• GESTELLTE AUFGABE 1
Gib aus dem Forumsbeitrag über das fliegende Blatt den Abschnitt von „Ich möchte für“ bis „div. Text-Infos einzublenden.“ wortgetreu wieder.

• BEREITGESTELLTER TEXT
^^^^

# Fliegendes Blatt auf Betrachter zu (AfterEffects)



## janoc (10. April 2008)

Immer diese Thread-Titel 

Ich möchte für eine Animation – erstelle ich in AfterEffects – folgende Szene realisieren: von einem Stapel Papier wird ein Blatt weggeweht, das flattert durch die Luft auf den Betrachter zu und bleibt dann "am Bildschirm" kleben um dann div. Text-Infos einzublenden. 
Der Flatterflug vom Blatt soll "realistisch" aussehen, also nicht allzu gekünstelt.

Gedanke 1: Ich schau mich um ob ich so eine Szene als Footage einkaufen kann – hätte da vielleicht jemand einen Link parat (ich muss zugeben dass ich außer bei istockphoto noch nirgends nachgesehen hab)?

Gedanke 2: Ich stelle mich mit der Videokamera, einem Stapel Papier und einem Ventilator hin und versuch das zu filmen. (Könnt mühsam werden ...

^^^^

• AUFGEFÜHRTE EINTRÄGE
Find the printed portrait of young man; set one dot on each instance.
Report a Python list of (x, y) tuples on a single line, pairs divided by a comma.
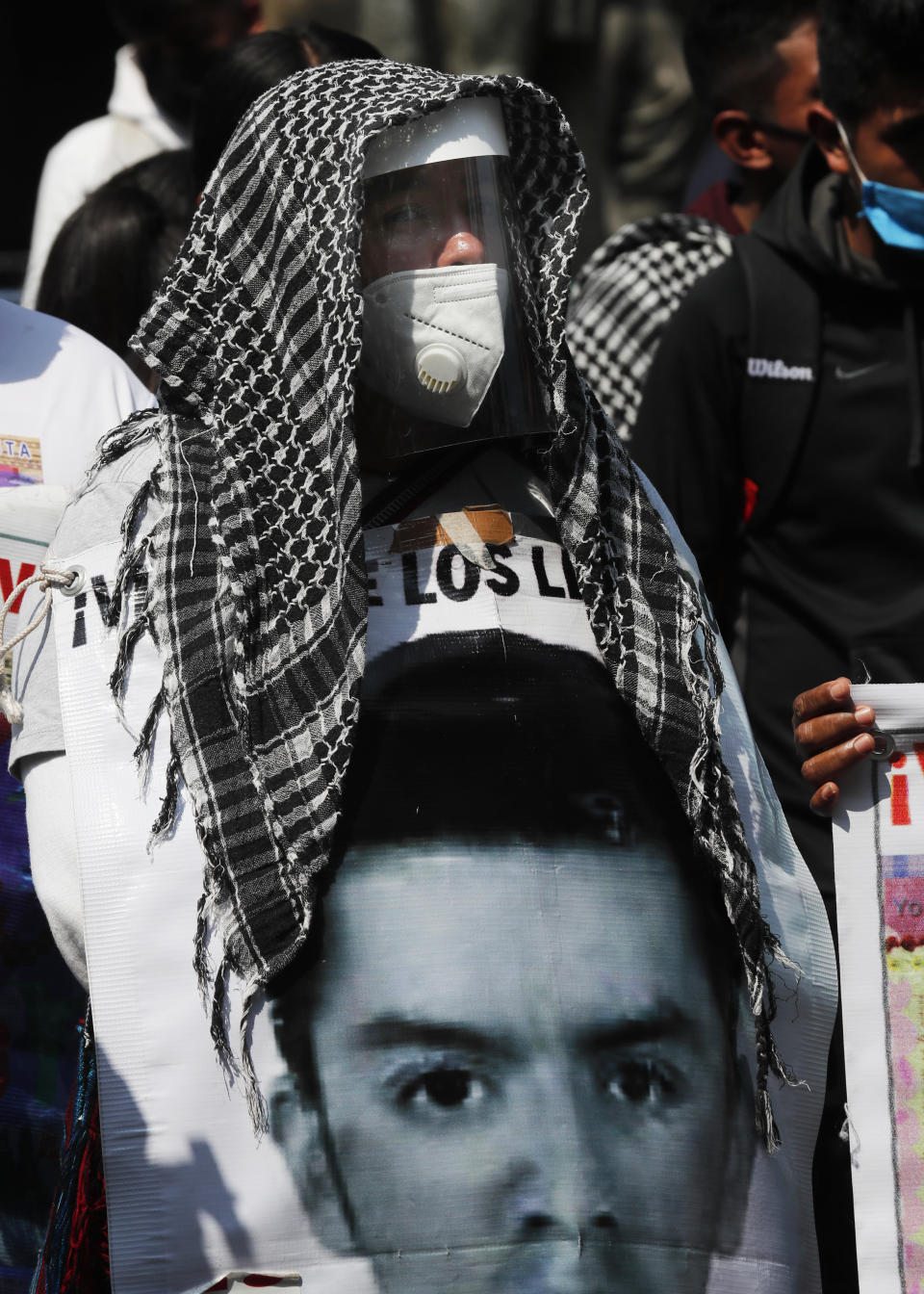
[(513, 1042)]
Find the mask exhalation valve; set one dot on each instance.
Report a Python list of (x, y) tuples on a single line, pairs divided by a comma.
[(440, 368)]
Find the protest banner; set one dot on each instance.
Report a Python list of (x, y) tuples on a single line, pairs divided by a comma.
[(40, 1003), (879, 871), (432, 1074)]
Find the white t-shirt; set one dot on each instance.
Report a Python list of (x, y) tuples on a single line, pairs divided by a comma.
[(60, 391), (132, 130)]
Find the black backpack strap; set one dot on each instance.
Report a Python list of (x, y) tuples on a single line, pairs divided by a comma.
[(782, 371)]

^^^^

• GESTELLTE AUFGABE 2
Wandle sämtliche Zeilen der Auflistung in eine JSON-Liste von Zeichenketten um, eine Zeichenkette je Zeile und ohne Leerzeilen. Lass die Bilder dabei bitte weg.

• FERTIGE ANTWORT 1
Ich möchte für eine Animation – erstelle ich in AfterEffects – folgende Szene realisieren: von einem Stapel Papier wird ein Blatt weggeweht, das flattert durch die Luft auf den Betrachter zu und bleibt dann "am Bildschirm" kleben um dann div. Text-Infos einzublenden.

• FERTIGE ANTWORT 2
[
  "Find the printed portrait of young man; set one dot on each instance.",
  "Report a Python list of (x, y) tuples on a single line, pairs divided by a comma.",
  "[(513, 1042)]",
  "Find the mask exhalation valve; set one dot on each instance.",
  "Report a Python list of (x, y) tuples on a single line, pairs divided by a comma.",
  "[(440, 368)]",
  "Find the protest banner; set one dot on each instance.",
  "Report a Python list of (x, y) tuples on a single line, pairs divided by a comma.",
  "[(40, 1003), (879, 871), (432, 1074)]",
  "Find the white t-shirt; set one dot on each instance.",
  "Report a Python list of (x, y) tuples on a single line, pairs divided by a comma.",
  "[(60, 391), (132, 130)]",
  "Find the black backpack strap; set one dot on each instance.",
  "Report a Python list of (x, y) tuples on a single line, pairs divided by a comma.",
  "[(782, 371)]"
]